▶ **EXERCISE DETAILS**
Output all entries exactly as they appear and skip the pictures.

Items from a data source
-- Opening Marker --

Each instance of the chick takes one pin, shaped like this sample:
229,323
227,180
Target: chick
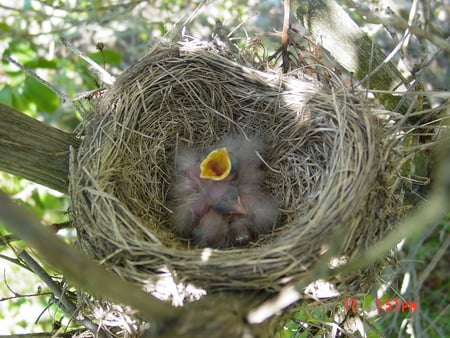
201,186
212,230
240,231
219,195
245,158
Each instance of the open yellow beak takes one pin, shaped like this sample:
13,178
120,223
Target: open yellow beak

-- Closing Marker --

▶ **EXERCISE ANSWER**
Each instance of the chick takes one pin, shaped like this sample:
229,323
227,180
Target: chick
201,186
212,230
240,231
219,195
245,158
Each instance of the open yellow beak takes one pin, shaped like this sample:
13,178
120,223
Target: open yellow beak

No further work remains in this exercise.